Filter by size: --min-image-size 50k and/or --max-image-size 5m (suffixes k/m for KB/MB). Use --all-images to disable the default 100k minimum.

Or open the simple GUI:

strigil-gui

Use --js for JS-heavy pages (e.g. NYPL Digital Collections). Playwright and Chromium are installed automatically with the package; on first --js use, Chromium is downloaded if needed.

Supported archival sources: NYPL Digital Collections, CONTENTdm, IIIF manifests, HathiTrust (babel.hathitrust.org), EEBO (ProQuest), ECCO (Gale), Internet Archive (full IIIF + metadata API fallback), Wellcome Collection (Catalogue API → IIIF manifest), Stanford PURL, Digital Bodleian, Library of Congress.

Discovery hints: Use --expected-images N when a page should have ~N images (triggers fallbacks if fewer found). Use --source ADAPTER to force a specific adapter (e.g. wellcome, archive_org) when auto-detection fails.

Optional: install tqdm for a progress bar (per-page in crawl, per-asset on single page):

pip install -e ".[progress]"

Use --no-progress to disable the bar (e.g. in scripts).

Use --keep-awake to prevent system/display sleep during long scrapes. On Linux this requires the systemd-inhibit binary (usually provided by your distro's systemd package, e.g. sudo apt install systemd). If you use keep-awake on Linux and it's not installed, the app prints an optional install hint.

If dependencies are missing

When you run strigil or strigil-gui, the app auto-installs missing dependencies on first run. Required deps (httpx, beautifulsoup4, lxml) are installed and the app exits—run the command again. Optional deps (Playwright, tqdm, readability-lxml) are installed and the app continues. Set STRIGIL_AUTO_INSTALL_DEPS=0 to disable auto-install.

  • From PyPI: pip install strigil
  • From source: pip install -e . (in the project directory)

If Playwright is not installed, an optional hint is shown for JS rendering (--js).

Workers and hardware autodetect

For crawl mode, the scraper auto-detects CPU count and caps parallel workers (default: up to 12) for faster scraping. Override with --workers N. To see detected hardware (CPU, memory if available, suggested workers), run strigil --hardware.

What you will do:
(A) In the strigil documentation, what environment variable setting turns off automatic installation of missing dependencies?
(B) Reproduce the strigil documentation word for word, everything from "Filter by size: --min-image-size" down to "when auto-detection fails.".
(C) Carry the strigil documentation on past its final sentence.

Given entries:
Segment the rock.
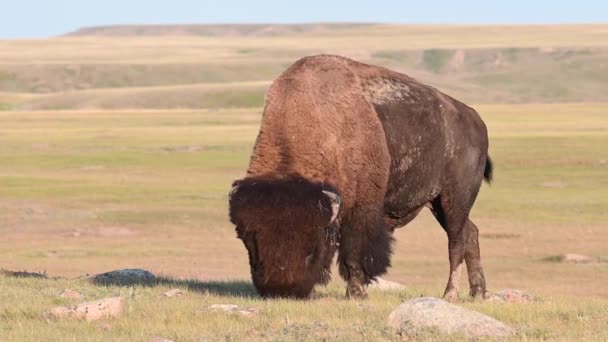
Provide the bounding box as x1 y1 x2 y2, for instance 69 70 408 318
163 289 184 298
369 277 405 291
97 322 112 331
209 304 258 317
388 297 514 337
49 297 122 321
357 303 374 311
59 289 84 299
487 289 536 303
148 336 173 342
561 253 596 264
0 269 48 278
92 268 156 286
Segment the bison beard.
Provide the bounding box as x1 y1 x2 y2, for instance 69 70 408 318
230 176 338 298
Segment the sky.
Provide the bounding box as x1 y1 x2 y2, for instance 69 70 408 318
0 0 608 39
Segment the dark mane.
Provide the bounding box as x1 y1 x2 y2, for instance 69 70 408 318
230 176 335 229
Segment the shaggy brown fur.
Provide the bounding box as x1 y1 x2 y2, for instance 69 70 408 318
230 175 337 298
230 55 491 298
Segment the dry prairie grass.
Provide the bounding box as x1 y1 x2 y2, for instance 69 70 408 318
0 104 608 341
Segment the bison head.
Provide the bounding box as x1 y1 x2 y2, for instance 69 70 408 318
230 177 341 298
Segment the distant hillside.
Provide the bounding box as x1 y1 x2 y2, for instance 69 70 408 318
61 23 377 37
0 24 608 111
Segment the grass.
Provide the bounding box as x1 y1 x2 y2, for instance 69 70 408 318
0 104 608 341
0 24 608 107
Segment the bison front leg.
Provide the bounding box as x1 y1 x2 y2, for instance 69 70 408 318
338 209 392 299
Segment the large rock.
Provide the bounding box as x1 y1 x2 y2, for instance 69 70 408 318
92 268 156 286
388 297 514 337
369 277 405 291
49 297 122 321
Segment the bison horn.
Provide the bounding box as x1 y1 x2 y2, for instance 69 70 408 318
228 184 239 199
323 190 342 224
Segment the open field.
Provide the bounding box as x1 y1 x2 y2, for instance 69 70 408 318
0 24 608 341
0 104 608 340
0 24 608 110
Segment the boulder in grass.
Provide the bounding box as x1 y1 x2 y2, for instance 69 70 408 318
487 289 536 303
209 304 258 317
49 297 123 321
92 268 156 286
59 289 84 299
388 297 514 338
369 277 405 291
561 253 597 264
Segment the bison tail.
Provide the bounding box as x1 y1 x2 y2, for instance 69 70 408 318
483 156 494 184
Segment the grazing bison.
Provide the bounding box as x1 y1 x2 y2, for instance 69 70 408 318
230 55 492 300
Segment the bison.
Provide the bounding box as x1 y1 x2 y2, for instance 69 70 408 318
229 55 492 300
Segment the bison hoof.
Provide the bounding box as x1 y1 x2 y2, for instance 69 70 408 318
443 288 458 303
346 285 367 299
471 287 488 299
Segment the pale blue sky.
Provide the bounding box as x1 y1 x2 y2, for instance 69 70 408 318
0 0 608 38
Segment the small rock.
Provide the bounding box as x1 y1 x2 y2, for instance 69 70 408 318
562 253 596 264
97 322 112 331
49 297 122 321
369 277 405 291
388 297 514 337
0 269 48 278
163 289 184 298
209 304 258 317
59 289 84 299
357 303 374 311
487 289 535 303
148 336 173 342
93 268 156 286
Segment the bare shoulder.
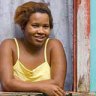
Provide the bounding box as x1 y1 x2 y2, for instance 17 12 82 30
0 39 14 51
49 39 64 49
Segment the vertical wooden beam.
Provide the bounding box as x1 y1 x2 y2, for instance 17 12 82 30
77 0 90 92
90 0 96 91
73 0 77 91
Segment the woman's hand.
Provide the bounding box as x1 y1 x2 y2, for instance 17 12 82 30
42 84 65 96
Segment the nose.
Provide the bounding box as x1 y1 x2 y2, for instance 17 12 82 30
38 27 44 34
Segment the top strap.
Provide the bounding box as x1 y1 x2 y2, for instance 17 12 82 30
14 38 20 59
44 38 49 62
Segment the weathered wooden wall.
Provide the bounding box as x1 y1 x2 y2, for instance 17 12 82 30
90 0 96 92
77 0 90 92
0 0 73 90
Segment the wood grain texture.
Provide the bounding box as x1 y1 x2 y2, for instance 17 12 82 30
77 0 90 92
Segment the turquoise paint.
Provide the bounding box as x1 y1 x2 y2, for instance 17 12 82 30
90 0 96 92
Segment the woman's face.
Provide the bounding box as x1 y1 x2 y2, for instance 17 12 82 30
24 12 50 46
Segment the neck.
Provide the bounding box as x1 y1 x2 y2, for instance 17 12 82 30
22 39 44 54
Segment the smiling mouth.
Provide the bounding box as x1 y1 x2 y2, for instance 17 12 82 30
35 36 45 42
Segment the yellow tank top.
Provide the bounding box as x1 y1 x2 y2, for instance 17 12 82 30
13 38 50 82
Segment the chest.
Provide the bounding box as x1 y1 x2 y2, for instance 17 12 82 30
13 44 50 70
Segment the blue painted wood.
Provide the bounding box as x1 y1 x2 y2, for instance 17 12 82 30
90 0 96 92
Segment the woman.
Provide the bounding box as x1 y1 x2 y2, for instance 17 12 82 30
0 2 66 96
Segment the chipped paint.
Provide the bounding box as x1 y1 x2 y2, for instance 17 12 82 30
77 0 90 92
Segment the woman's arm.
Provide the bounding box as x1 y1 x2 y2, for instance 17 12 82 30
50 39 67 88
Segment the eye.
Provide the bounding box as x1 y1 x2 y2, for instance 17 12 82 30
32 24 39 28
43 25 49 29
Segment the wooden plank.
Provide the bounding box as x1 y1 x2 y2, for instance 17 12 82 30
90 0 96 92
73 0 77 92
77 0 90 92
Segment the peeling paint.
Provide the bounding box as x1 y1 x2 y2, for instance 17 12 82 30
77 0 90 92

Answers provided:
(A) STRIGIL_AUTO_INSTALL_DEPS=0

(B)
Filter by size: --min-image-size 50k and/or --max-image-size 5m (suffixes k/m for KB/MB). Use --all-images to disable the default 100k minimum.

Or open the simple GUI:

strigil-gui

Use --js for JS-heavy pages (e.g. NYPL Digital Collections). Playwright and Chromium are installed automatically with the package; on first --js use, Chromium is downloaded if needed.

Supported archival sources: NYPL Digital Collections, CONTENTdm, IIIF manifests, HathiTrust (babel.hathitrust.org), EEBO (ProQuest), ECCO (Gale), Internet Archive (full IIIF + metadata API fallback), Wellcome Collection (Catalogue API → IIIF manifest), Stanford PURL, Digital Bodleian, Library of Congress.

Discovery hints: Use --expected-images N when a page should have ~N images (triggers fallbacks if fewer found). Use --source ADAPTER to force a specific adapter (e.g. wellcome, archive_org) when auto-detection fails.

(C)
Faster crawl and scrape: Use --aggressiveness aggressive (or --workers 12 --delay 0.15) for maximum speed. More workers = more pages in parallel; lower delay = less wait between requests. Per-page asset downloads and image HEADs also run with higher parallelism (up to 8 assets, 6 HEADs).

Aggressiveness (auto from hardware and power): Use --aggressiveness auto (default) to let the scraper pick conservative, balanced, or aggressive. On AC power with strong hardware it suggests aggressive; on battery it throttles by battery %—below 20% always conservative, 50%+ may allow balanced if hardware allows. Run strigil --hardware to see power and battery % and the suggested preset.

strigil --url https://example.com --crawl --workers 6 --delay 0.3
strigil --url https://example.com --crawl --aggressiveness aggressive

Cloudflare and bot protection

Some sites use Cloudflare, DDoS-GUARD, or similar protection and may return 403, challenge pages, or block non-browser traffic. The built-in --js mode (Playwright) can help on JS-heavy or bot-detecting sites, but it does not solve Cloudflare challenges.

Recommended: FlareSolverr — The best way to handle Cloudflare is FlareSolverr. It solves challenges in a dedicated headless browser and returns cleared HTML; no manual step and no headed browser required.

  1. Run FlareSolverr (e.g. Docker):
    • Docker Compose (recommended): docker compose up -d flaresolverr — uses pinned version from docker-compose.yml; run docker compose pull flaresolverr && docker compose up -d flaresolverr to update. Renovate will open PRs when new FlareSolverr versions are released.
    • Plain Docker: docker run -d -p 8191:8191 ghcr.io/flaresolverr/flaresolverr:latest
  2. Enable it when scraping:
    • Auto-engage: If FlareSolverr is running at http://localhost:8191 (or FLARESOLVERR_URL), the scraper automatically retries via FlareSolverr when it detects Cloudflare (403 or challenge page). No flag needed.
    • CLI (explicit): strigil --url https://... --flaresolverr (uses http://localhost:8191 or FLARESOLVERR_URL)
    • CLI with custom URL: strigil --url https://... --flaresolverr http://host:8191
    • Env: set FLARESOLVERR_URL=http://localhost:8191 and pass --flaresolverr
    • GUI: check “FlareSolverr (Cloudflare bypass)” and optionally set the FlareSolverr API URL.

When FlareSolverr is used (auto or explicit), page HTML is requested through it; asset downloads (images, PDFs) still use the normal fetcher. With crawl, the scraper uses one worker when FlareSolverr is enabled (same as with --js).

Alternative: human bypass — If FlareSolverr is not available or a site still blocks it, use --human-bypass to solve the challenge yourself in a visible browser (see Cloudflare: human bypass below).

Rate limits and automatic throttling

When the scraper receives HTTP 429 (Too Many Requests) or a 200 response whose body indicates a rate limit (e.g. “Rate limit reached”, “too many requests”), it:

  • Waits before retrying: uses the Retry-After header when present (seconds or HTTP-date), otherwise 30–60s.
  • Throttles subsequent requests: a per-Fetcher delay is applied so all following requests (HTML, images, HEADs) are slowed until the backend recovers. The delay decays gradually after successful responses.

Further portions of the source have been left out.